TEXTAUSZUG:
"""

Reuters

Gericht prüft im VW-Anlegerprozess auch Unternehmensbilanzen

16.12.2019
um 14:07 Uhr

Braunschweig (Reuters) - Im milliardenschweren VW-Anlegerprozess prüft das Oberlandesgericht Braunschweig eine Schadensersatzpflicht von Volkswagen wegen möglicherweise fehlerhafter Bilanzen.

Richter Christian Jäde bezeichnete eine von den Klägeranwälten beantragte Erweiterung der Feststellungsziele um solche Punkte am Montag als "teilweise zulässig". Dabei geht es um die Frage, ob Volkswagen im Abgasskandal schon früher Rückstellungen für den Fall hätte bilden müssen, dass der Konzern wegen des Einbaus einer illegalen Abschalteinrichtung in Dieselautos zur Rechenschaft gezogen würde.

Klägeranwalt Andreas Tilp geht davon aus, dass Volkswagen die Risiken nach dem unterstellten Beschluss zum Einbau der Abschalteinrichtung 2007 in seinen Bilanzen hätte ausweisen und dafür Rückstellungen bilden müssen. Richter Jäde vertrat am siebten Verhandlungstag die Auffassung, zwischen 2008 und 2013 sei "nicht überwiegend wahrscheinlich" gewesen, dass Volkswagen davon ausgehen musste, wegen möglicher Verstöße von den Behörden in Anspruch genommen zu werden und mit Mittelabflüssen rechnen musste. Dies wäre die Voraussetzung dafür, Rückstellungen zu bilden. Für die Zeit ab 2014 müsse dies geprüft werden. Voraussetzung für einen Schadensersatzanspruch im aktienrechtlichen Sinne wäre jedoch, dass Behörden oder Anleger von der illegalen Abschalteinrichtung wussten oder dies unmittelbar bevorstand.

"""

ARBEITSAUFTRÄGE:
#1 Welches Gericht prüft laut dem Bericht über den VW-Anlegerprozess eine Schadensersatzpflicht von Volkswagen?
#2 Gib den Abschnitt des Berichts über den VW-Anlegerprozess von „Gericht prüft im“ bis einschließlich „Rechenschaft gezogen würde.“ wieder und tausche dabei „Richter“ gegen „Vorsitzender Richter“ aus.
#3 Schreibe den Bericht über den VW-Anlegerprozess im Anschluss an seinen letzten Satz weiter.

AUSZÜGE AUS DATENSÄTZEN:
"""

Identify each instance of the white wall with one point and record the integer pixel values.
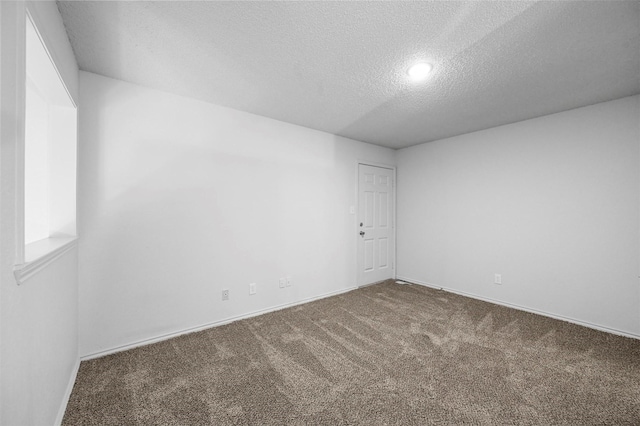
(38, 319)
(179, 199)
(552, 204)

"""
"""

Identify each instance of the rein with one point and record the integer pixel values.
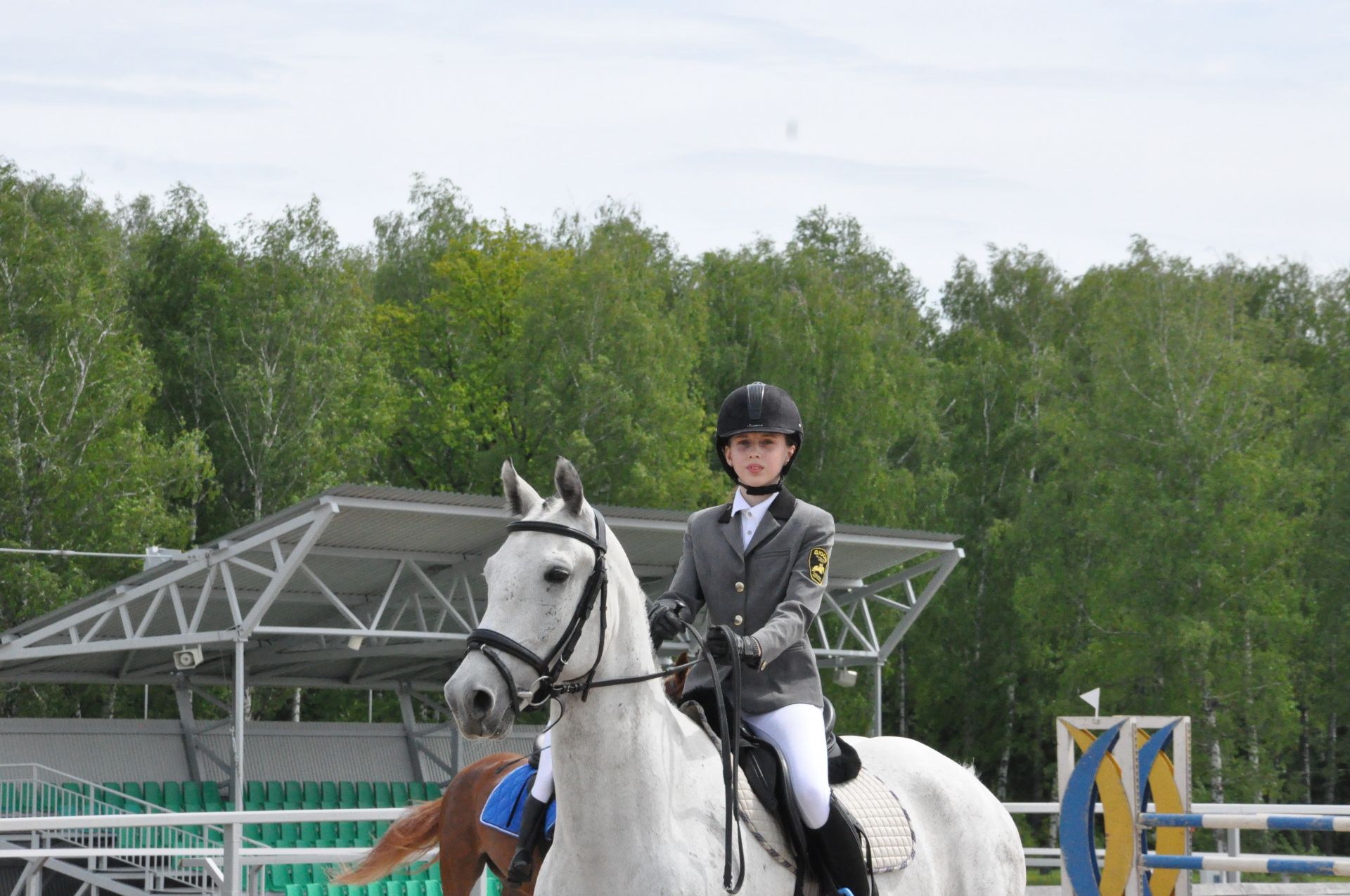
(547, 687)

"""
"""

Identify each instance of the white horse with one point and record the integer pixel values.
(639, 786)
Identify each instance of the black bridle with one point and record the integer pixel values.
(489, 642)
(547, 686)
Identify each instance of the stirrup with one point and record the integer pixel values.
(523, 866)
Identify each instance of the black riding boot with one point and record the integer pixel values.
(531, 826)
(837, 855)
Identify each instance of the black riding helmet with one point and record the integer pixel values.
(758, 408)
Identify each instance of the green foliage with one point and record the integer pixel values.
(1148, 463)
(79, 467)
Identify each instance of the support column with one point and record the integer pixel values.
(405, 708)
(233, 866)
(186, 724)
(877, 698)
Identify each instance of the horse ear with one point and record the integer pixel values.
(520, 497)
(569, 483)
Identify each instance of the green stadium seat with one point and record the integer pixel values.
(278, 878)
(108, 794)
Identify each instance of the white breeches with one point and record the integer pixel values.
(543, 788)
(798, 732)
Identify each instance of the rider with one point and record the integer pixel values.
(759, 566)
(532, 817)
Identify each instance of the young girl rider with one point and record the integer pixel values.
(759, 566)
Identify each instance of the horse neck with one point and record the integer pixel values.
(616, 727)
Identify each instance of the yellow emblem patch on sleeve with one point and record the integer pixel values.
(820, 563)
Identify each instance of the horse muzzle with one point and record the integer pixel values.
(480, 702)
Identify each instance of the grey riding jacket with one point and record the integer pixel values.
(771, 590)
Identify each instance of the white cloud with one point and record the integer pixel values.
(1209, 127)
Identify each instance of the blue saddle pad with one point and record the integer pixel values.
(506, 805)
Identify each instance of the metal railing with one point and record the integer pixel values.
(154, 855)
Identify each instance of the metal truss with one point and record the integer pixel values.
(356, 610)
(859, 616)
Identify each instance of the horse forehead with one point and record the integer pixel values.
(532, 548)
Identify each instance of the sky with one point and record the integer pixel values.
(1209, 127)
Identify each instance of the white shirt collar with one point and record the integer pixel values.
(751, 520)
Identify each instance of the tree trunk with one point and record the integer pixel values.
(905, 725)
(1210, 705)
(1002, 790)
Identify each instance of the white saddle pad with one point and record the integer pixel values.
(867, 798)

"""

ERGEBNISSE JE AUFGABE:
#1 Das Oberlandesgericht Braunschweig.

#2
Gericht prüft im VW-Anlegerprozess auch Unternehmensbilanzen

16.12.2019
um 14:07 Uhr

Braunschweig (Reuters) - Im milliardenschweren VW-Anlegerprozess prüft das Oberlandesgericht Braunschweig eine Schadensersatzpflicht von Volkswagen wegen möglicherweise fehlerhafter Bilanzen.

Vorsitzender Richter Christian Jäde bezeichnete eine von den Klägeranwälten beantragte Erweiterung der Feststellungsziele um solche Punkte am Montag als "teilweise zulässig". Dabei geht es um die Frage, ob Volkswagen im Abgasskandal schon früher Rückstellungen für den Fall hätte bilden müssen, dass der Konzern wegen des Einbaus einer illegalen Abschalteinrichtung in Dieselautos zur Rechenschaft gezogen würde.

#3
Volkswagen hatte im September 2015 auf Druck der US-Umweltbehörden zugegeben, eine illegale Software eingebaut zu haben. Diese sorgte dafür, dass ein Auto erkannte, ob es sich auf dem Prüfstand befand - nur dann hielt es die Abgasgrenzwerte ein. Auf der Straße stießen diese Wagen dagegen ein Vielfaches mehr giftiges Stickoxid aus. Die Wiedergutmachung des Abgasskandals hat Volkswagen bisher schon mehr als 30 Milliarden Euro gekostet.

Der 3. Zivilsenat des Oberlandesgerichts Braunschweig verhandelt seit mehr als einem Jahr über eine Musterklage der Fondsgesellschaft Deka Investment der Sparkassen wegen erlittener Kursverluste durch den VW-Dieselskandal. Insgesamt gibt es annähernd 2000 vergleichbare Fälle, die Summe der Forderungen beläuft sich auf rund neun Milliarden Euro. Davon wurden Forderungen von rund fünf Milliarden vom Landgericht ausgesetzt. Diese Kläger müssen im Falle eines Urteils zugunsten der Deka ihre Ansprüche dort durchsetzen. Weitere Forderungen von rund vier Milliarden Euro werden noch vom Landgericht geprüft.